WHAT YOU NEED TO DO
Write out, word for word, only the lines from the one containing "Reviewer note: check that each instance of the blue" through the final line of the data.

THE INPUT

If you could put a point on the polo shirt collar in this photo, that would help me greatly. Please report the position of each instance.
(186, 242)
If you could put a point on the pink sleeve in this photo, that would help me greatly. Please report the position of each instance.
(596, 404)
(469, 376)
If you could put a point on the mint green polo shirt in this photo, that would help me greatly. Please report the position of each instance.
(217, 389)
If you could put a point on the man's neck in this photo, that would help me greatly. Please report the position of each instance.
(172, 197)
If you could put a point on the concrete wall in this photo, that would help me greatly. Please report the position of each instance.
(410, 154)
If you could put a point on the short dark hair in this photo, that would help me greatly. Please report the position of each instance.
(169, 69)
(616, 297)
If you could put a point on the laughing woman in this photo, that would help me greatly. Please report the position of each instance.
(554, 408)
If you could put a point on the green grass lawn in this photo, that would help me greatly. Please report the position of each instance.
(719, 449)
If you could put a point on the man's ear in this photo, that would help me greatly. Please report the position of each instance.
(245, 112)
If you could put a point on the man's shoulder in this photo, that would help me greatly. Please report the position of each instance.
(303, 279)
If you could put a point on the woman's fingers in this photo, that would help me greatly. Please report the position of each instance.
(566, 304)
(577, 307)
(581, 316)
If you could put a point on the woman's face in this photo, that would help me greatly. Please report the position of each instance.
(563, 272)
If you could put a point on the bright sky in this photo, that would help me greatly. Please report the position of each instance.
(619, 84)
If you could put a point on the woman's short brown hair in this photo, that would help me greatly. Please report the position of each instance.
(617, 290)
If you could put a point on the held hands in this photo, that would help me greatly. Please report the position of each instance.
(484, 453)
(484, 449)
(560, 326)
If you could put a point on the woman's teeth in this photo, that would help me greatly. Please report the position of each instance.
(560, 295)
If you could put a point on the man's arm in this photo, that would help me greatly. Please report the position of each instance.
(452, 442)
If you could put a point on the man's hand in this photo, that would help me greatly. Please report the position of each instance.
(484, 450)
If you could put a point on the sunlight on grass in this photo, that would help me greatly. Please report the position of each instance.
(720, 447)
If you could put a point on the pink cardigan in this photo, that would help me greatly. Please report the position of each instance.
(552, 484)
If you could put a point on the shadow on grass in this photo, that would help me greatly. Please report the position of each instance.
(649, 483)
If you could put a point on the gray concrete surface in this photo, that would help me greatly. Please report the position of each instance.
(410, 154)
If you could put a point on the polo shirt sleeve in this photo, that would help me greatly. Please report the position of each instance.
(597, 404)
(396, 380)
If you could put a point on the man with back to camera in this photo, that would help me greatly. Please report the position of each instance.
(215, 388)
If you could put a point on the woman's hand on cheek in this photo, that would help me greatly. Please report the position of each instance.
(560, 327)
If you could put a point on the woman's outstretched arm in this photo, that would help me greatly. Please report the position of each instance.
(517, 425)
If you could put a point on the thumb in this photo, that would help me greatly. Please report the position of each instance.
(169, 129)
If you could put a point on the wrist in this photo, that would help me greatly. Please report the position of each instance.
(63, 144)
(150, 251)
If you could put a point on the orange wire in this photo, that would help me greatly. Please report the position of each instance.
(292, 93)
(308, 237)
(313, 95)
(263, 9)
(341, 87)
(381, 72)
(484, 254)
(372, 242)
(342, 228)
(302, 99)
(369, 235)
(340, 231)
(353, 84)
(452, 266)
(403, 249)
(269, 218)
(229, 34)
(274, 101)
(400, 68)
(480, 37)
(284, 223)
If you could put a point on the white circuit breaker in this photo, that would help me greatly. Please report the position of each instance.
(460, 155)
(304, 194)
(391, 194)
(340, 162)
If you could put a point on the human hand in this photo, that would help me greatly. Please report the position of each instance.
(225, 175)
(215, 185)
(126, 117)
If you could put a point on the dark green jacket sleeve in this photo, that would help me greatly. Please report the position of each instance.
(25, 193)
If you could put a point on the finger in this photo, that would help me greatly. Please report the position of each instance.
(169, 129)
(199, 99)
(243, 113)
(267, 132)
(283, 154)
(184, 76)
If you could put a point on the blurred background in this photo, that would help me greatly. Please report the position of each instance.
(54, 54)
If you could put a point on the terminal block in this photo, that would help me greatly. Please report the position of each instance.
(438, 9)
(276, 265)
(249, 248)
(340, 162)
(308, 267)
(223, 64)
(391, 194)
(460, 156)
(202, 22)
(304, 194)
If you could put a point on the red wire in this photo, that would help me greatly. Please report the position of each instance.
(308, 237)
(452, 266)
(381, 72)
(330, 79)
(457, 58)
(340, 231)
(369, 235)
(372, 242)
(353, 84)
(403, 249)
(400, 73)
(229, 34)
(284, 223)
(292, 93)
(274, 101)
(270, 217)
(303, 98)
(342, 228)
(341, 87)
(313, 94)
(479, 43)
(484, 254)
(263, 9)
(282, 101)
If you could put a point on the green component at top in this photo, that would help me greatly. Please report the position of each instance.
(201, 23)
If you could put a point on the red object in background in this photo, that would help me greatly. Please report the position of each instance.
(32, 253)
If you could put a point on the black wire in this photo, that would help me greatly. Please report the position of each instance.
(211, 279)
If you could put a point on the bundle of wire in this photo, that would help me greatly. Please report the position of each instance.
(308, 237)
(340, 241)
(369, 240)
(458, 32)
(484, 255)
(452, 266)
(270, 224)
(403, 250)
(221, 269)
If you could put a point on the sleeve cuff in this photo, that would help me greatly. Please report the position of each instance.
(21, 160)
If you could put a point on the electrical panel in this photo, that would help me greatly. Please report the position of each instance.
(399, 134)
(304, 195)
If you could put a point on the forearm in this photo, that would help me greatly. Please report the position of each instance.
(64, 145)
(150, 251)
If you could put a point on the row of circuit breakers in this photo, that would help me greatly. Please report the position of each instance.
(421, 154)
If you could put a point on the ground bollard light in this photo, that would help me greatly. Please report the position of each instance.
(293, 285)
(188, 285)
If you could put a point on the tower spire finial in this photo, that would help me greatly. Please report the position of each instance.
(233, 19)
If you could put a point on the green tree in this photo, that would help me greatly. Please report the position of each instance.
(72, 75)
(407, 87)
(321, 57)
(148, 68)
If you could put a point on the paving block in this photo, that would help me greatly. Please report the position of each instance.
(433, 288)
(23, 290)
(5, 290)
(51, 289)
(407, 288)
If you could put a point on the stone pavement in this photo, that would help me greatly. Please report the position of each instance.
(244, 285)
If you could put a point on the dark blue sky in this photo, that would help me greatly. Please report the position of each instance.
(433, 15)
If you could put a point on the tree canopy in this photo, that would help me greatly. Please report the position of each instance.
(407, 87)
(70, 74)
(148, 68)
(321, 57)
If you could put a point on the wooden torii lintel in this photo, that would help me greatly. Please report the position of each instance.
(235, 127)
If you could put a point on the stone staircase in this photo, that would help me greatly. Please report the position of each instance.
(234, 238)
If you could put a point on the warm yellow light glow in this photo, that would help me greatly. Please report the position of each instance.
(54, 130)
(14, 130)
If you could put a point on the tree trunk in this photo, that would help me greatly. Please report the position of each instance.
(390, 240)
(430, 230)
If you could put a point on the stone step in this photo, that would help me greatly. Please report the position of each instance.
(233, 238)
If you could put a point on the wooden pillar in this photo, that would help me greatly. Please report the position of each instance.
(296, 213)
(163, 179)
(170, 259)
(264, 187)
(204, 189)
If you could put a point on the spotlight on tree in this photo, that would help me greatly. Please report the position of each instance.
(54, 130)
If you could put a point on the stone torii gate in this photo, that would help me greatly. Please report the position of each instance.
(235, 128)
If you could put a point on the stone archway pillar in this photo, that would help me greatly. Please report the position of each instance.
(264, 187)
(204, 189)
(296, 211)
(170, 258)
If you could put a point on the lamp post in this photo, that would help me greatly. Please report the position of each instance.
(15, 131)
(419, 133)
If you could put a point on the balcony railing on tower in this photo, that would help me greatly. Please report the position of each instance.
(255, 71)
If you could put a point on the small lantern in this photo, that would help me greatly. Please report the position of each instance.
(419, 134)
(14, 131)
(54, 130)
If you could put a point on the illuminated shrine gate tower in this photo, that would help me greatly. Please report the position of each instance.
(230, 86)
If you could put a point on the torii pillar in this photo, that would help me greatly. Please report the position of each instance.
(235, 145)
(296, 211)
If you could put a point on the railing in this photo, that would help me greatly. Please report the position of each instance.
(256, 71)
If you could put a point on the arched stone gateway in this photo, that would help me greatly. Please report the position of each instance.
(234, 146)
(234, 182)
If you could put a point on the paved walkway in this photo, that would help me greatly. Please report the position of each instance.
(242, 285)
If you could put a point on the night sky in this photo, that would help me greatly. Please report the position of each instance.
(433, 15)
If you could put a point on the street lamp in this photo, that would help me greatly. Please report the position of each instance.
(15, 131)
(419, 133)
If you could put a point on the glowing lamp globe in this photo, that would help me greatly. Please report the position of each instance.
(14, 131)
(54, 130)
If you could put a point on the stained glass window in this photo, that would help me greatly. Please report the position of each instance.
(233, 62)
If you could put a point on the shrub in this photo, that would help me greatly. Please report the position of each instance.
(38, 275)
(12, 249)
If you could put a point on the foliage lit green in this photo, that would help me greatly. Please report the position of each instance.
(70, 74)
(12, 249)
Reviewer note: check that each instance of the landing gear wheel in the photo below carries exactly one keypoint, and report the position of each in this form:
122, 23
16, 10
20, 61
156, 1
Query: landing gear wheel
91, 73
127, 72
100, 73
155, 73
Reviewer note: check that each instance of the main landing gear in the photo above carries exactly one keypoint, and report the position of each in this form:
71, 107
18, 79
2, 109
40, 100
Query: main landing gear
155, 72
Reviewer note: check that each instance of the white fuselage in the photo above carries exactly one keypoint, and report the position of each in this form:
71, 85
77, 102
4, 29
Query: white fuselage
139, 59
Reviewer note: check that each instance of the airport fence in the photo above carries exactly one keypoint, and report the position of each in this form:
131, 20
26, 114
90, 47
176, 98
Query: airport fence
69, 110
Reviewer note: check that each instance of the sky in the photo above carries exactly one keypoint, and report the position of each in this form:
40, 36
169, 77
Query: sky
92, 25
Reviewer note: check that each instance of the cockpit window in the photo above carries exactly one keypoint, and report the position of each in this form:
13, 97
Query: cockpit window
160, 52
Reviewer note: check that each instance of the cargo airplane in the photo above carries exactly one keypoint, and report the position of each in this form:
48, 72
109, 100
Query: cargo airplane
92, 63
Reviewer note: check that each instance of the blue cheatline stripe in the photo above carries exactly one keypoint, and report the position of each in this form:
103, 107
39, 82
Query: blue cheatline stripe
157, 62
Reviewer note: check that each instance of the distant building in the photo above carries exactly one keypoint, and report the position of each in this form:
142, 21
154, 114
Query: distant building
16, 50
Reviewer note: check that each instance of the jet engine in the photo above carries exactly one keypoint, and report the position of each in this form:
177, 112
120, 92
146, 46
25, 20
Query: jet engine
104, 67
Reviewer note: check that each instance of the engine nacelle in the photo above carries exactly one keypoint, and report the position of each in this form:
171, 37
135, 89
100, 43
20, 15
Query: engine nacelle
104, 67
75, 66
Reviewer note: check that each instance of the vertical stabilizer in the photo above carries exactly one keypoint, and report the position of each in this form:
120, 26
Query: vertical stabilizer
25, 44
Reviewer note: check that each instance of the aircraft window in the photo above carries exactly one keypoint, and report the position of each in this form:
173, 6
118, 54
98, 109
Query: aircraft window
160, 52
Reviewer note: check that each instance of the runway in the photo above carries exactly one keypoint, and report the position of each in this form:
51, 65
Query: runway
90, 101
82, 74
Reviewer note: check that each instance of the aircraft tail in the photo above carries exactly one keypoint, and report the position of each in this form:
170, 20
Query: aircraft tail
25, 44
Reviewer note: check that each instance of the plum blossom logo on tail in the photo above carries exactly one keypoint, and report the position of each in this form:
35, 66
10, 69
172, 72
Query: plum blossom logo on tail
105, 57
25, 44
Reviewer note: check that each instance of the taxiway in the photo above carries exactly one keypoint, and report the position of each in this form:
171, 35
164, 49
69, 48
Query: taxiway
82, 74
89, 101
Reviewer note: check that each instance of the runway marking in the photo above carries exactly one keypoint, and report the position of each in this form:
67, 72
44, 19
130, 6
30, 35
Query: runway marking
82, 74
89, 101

ANSWER TO THIS EXERCISE
Reviewer note: check that each instance of the blue cheatline stripe in the photo above carries exactly one keypoint, and report the position of each in this form:
103, 107
39, 82
Query: blue cheatline stripe
157, 62
Reviewer note: check that each instance of the distant building in the photo above carries exactly one keypoint, and report the position of each in this form:
142, 21
154, 114
Query: distant building
16, 50
Reviewer note: check that each instance of the jet engine in the photo above carries exactly one keypoint, and report the position of each in this form:
177, 112
120, 92
146, 46
25, 20
Query: jet engine
104, 67
Reviewer note: check that each instance of the engine nacelle in the photo above carries exactly one keypoint, and report the position of each in this form:
171, 37
135, 89
100, 43
20, 15
Query: engine nacelle
104, 67
75, 66
Reviewer note: check that each instance of the vertical stabilizer in the photo above carries exactly one keypoint, and report the position of each in this form:
120, 26
Query: vertical stabilizer
25, 44
Reviewer note: check that each instance of the aircraft window in the photo above carries exactly one keypoint, and report the position of each in this form:
173, 6
118, 54
98, 109
Query: aircraft window
160, 52
Reviewer note: check that each instance of the runway in the photo above carries exactly one keypoint, and report the position of each in this form:
51, 65
Query: runway
90, 101
82, 74
Reviewer note: check that each instance of the aircraft tail in the photo above carries exactly one keypoint, and report the position of each in this form:
170, 20
Query: aircraft tail
25, 44
Reviewer note: check that each instance of the plum blossom logo on tail in the photo above carries exactly one keypoint, and report the position of each in this form:
35, 66
10, 69
172, 72
Query: plum blossom logo on tail
105, 57
25, 44
Reviewer note: check that each instance of the taxiway in the photo above carries exactly one keypoint, and report the position of each in this form:
171, 35
164, 49
69, 48
Query: taxiway
82, 74
89, 101
Reviewer note: check that each instance of the runway marking in the photo above carries exactly one keypoint, and report the position of each in this form:
67, 72
44, 19
130, 6
30, 35
Query: runway marking
82, 74
89, 101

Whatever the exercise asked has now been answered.